Troy: Well I saw Kristy outside ‘The Key Club’ and we were checking out an Adler show – Steven Adler and we kinda bumped into each other and my buddy Phil Varone was actually gonna be playing with them and Phil and I talked and he said, “Yeah, I’m doing the Floyd”, and there was a date in Mexico and Phil was tired and he didn’t wanna open up for his other band. So anyway, I ran into Kristy and we said ‘Hi’ and we know each other from other circles and he was like, ‘Floyd’s looking for a drummer, oh sh*t, we should have called you”, you know it’s something you say when... and then next thing I got a call from Phil and so Phil was like “my comedy”, Phil’s now doing comedy so anyway, he was like, “Hey mate, maybe you can, maybe you can do this gig. He goes “I got my shows on Saturdays – they are playing every Saturday – it was just gonna be a big conflict of commitment”, and so the next thing you know, he (Kristy) and I got in touch and he said, “Will you learn these 3 songs, come on down, let’s see if you can play”, and here I am in England talking to you.
Glenn: Awesome. How did it go last night at ‘The Underworld’ (in London)?
Troy: Ahhh cool man. I mean the band’s sort of in a groove from where we just got done with Tokyo, did 3 nights in Australia and then we had 2 days off in LA and then the flight over, same day... but it was good man, it was a good rockin’ crowd and the band was definately on the mark.
Glenn: What are you looking forward to most after the rest of the Pretty Boy Floyd Tour?
Troy: Well I think the biggest thing for us is to get home and start a new album – a first kinda real album although there’s been some efforts along the way. This will be kind of a new second coming of a legit f*ck*ng album that will come out with Kristy and then of course the DVD that we are putting out and just kinda establish us as the band, you know what I mean? That’ll be the most exciting part because you know, right now we are celebrating 20 years of ‘Leather Boys’ which is f*ck*ng huge – 20 years of anything is awesome but it’ll be cool to kinda like have some new songs. It’ll be nice to have some new songs to play next time around – something new that the kids haven’t heard yet. At the end of the tour and then Italy – it’ll be nice to go back to those places.
Glenn: So what hobbies and interests do you have outside music?
Troy: Well you know, as the wise man once said – it’s not a fashion – it’s a way of life man, one doesn’t get into this as a hobby. It’s gotta be, you know, so outside of this I work at a booking agency called ‘Artists Worldwide’ and we book some of those bands that we’re in (laughs) and I do web design and rent out gear for bands.

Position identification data
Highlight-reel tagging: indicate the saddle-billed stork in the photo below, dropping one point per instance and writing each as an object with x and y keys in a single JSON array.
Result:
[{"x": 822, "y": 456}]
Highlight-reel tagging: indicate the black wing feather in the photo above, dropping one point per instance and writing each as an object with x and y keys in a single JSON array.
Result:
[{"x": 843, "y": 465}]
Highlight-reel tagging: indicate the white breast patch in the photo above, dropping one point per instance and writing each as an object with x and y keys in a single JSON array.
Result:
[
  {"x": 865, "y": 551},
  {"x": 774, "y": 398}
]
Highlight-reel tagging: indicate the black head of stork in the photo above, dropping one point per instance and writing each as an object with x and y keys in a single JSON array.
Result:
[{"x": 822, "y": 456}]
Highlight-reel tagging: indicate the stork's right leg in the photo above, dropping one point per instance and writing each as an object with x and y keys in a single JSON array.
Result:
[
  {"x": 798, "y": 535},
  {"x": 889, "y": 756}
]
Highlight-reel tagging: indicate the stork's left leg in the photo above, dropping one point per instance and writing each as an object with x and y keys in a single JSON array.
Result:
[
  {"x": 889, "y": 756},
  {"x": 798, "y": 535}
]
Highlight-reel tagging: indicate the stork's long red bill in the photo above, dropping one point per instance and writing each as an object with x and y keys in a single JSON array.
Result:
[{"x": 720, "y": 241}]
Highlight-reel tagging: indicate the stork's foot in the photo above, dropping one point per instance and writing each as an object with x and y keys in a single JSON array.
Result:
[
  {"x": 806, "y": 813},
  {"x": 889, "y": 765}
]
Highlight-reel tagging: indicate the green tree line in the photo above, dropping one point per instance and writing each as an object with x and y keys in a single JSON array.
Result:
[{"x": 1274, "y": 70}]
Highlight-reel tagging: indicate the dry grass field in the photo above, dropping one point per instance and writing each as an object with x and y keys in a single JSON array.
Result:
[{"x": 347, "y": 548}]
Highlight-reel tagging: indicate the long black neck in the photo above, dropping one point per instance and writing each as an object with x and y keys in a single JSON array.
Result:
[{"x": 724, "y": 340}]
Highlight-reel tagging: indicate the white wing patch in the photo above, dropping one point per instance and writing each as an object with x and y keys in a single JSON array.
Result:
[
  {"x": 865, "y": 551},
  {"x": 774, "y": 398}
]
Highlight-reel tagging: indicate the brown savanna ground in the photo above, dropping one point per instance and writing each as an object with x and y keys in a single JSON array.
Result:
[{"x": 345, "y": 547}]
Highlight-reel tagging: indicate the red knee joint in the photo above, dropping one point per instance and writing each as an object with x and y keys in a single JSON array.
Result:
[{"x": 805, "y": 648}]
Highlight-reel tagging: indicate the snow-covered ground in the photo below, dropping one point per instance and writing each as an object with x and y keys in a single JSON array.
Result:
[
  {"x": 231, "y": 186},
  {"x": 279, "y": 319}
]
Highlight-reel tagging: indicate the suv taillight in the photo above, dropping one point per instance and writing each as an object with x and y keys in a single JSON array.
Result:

[Task requirements]: In the interview, which booking agency does Troy say he works for?

[Reply]: Artists Worldwide